Passage for review START

Can Droplets Improve Stem Cell Therapies?


By LifETIME CDT Student: Matthew Woods (University of Glasgow)


Stem cells are highly valuable in regenerative therapies because of their ability to change into several cell types. For example, mesenchymal stem cells can change into bone, cartilage or fat. When stem cells were first discovered it was thought that all the cells were identical, and all will change into the same cell type in treatments. However, it is currently understood that stem cell behaviour is not so simple; individual cells have predetermined preferences for which cell type they will change into. As a result, current regenerative therapies have had inconsistencies and inefficiencies because it is not known how many cells in a dose will engraft onto the desired area of the body and change into the cell type that is required.

Populations of stem cells consists of groups for cells that prefer bone, muscle, and cartilage. With each group having different physical properties, including cell size and stiffness, that hint towards their preferred cell type. The question remains that if these groups can be separated to make current therapies more efficient by providing more targeted relief, e.g., by ensuring the stem cells that prefer changing into bone are only used for bone therapy treatments.

In this project, we aim to improve the efficiency of stem cell therapies by making a device capable of sorting the cells with predetermined characteristics into groups by probing their properties, followed by placing individual cells in droplets, and then sorting the droplets into groups based on the cells they contain.

We will use the powerful technology of microfluidic devices because of the ability to manipulate small volumes of fluids and material. The devices contain a labyrinth of tiny channels (which are the width of a single human hair) that can be uniquely designed to perform specific tasks. However, using this technology will require the stem cells to be tested in a fluid.

There are many ways to probe a cell with microfluidics, such as separation based on size by using rows of pillars that act similarly to a filter. Fluid guides the cells through the device and forces interactions with the pillars. The pillars are arranged to direct all the cells in an overall direction, but smaller cells can flow between the pillars and be diverted away from the main flow. Whereas larger cells remain mostly unaffected and remain with the overall flow direction, thereby separating the cells by their size.

It is also useful to test the elastic properties of cells by deforming them, for example, micro-constrictions are used to dramatically shrink the width of a channel in places so that a circular cell will have to deform and elongate to fit through the channel. Optical tweezers can also be applied to deform the cells with light. Optical fibres can be placed either side of a channel for laser light to trap and elongate the cells as they flow between the fibres. The amount of deformation or elongation helps indicate the cell’s elastic properties.

After the size separation and elasticity testing, the cells can be captured inside droplets in order to separate the cells into sub-populations.

To produce droplets, the channels can intersect to force two different fluids to interact. It is important to use fluids that don’t mix such as water and oil so that the droplets are maintained and do not merge together. Identical droplets are made by having a continuous flow of oil though a channel and a steady flow of water to intersect the oil channel. Drops of water are regularly cut-off by the flow of the oil, which is an incredibly fast process that has the capability of making thousands of droplets per second. Cells are captured naturally by putting them in the water-based fluid so that a single droplet contains a single cell.

Droplets are extremely useful because they can be individually controlled and manipulated, this is a useful property for sorting where droplets are separated into groups by individually directing them towards different channels. For example, acoustic waves can ‘kick’ particular droplets in different directions and channels for separation. By using the signals from the probing stages, the acoustic waves can be triggered to ‘kick’ the droplets that contain cells with bone, muscle, and cartilage preferences in different directions towards separate channels. Therefore, sorting the cells into distinct groups.

This project presents an exciting opportunity for improving regenerative therapies by separating a population of mesenchymal stem cells into separate groups that prefer to change into bone, muscle, and cartilage. As a result, the work will provide an important step towards improving the effectiveness of regenerative therapies by ensuring the cells are targeted towards treatments. Potential also exists to enhance future research by allowing researchers to isolate stem cells with desired properties.

Passage for review END
Material supplied START

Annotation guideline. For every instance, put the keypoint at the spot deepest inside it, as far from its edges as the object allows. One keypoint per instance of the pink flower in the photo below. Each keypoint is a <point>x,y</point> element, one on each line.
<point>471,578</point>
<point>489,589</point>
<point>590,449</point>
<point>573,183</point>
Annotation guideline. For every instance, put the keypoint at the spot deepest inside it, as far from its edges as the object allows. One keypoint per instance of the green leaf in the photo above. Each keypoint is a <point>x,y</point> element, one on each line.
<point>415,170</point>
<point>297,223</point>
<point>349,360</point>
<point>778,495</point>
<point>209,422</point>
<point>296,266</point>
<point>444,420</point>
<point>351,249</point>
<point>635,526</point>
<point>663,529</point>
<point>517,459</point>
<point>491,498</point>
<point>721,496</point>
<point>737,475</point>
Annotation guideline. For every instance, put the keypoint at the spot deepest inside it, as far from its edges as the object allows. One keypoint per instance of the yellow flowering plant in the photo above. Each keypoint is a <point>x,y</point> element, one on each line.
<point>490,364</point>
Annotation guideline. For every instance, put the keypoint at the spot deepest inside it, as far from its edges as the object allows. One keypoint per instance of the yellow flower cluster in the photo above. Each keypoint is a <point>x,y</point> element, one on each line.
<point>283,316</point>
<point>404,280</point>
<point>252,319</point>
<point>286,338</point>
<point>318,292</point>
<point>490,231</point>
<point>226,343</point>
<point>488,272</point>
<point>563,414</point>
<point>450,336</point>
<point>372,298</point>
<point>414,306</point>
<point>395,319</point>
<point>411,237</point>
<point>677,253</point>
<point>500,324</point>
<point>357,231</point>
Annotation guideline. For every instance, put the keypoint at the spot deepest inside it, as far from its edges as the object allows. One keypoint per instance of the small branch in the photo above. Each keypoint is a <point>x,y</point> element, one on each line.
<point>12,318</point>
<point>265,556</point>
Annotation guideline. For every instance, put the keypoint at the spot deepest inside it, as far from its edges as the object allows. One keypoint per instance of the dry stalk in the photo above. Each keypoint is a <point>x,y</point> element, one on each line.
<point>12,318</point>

Material supplied END

■ Task item ■
Transcribe everything in the article on sorting stem cells with droplets from "We will use" down to "in a fluid.".

■ Result ■
We will use the powerful technology of microfluidic devices because of the ability to manipulate small volumes of fluids and material. The devices contain a labyrinth of tiny channels (which are the width of a single human hair) that can be uniquely designed to perform specific tasks. However, using this technology will require the stem cells to be tested in a fluid.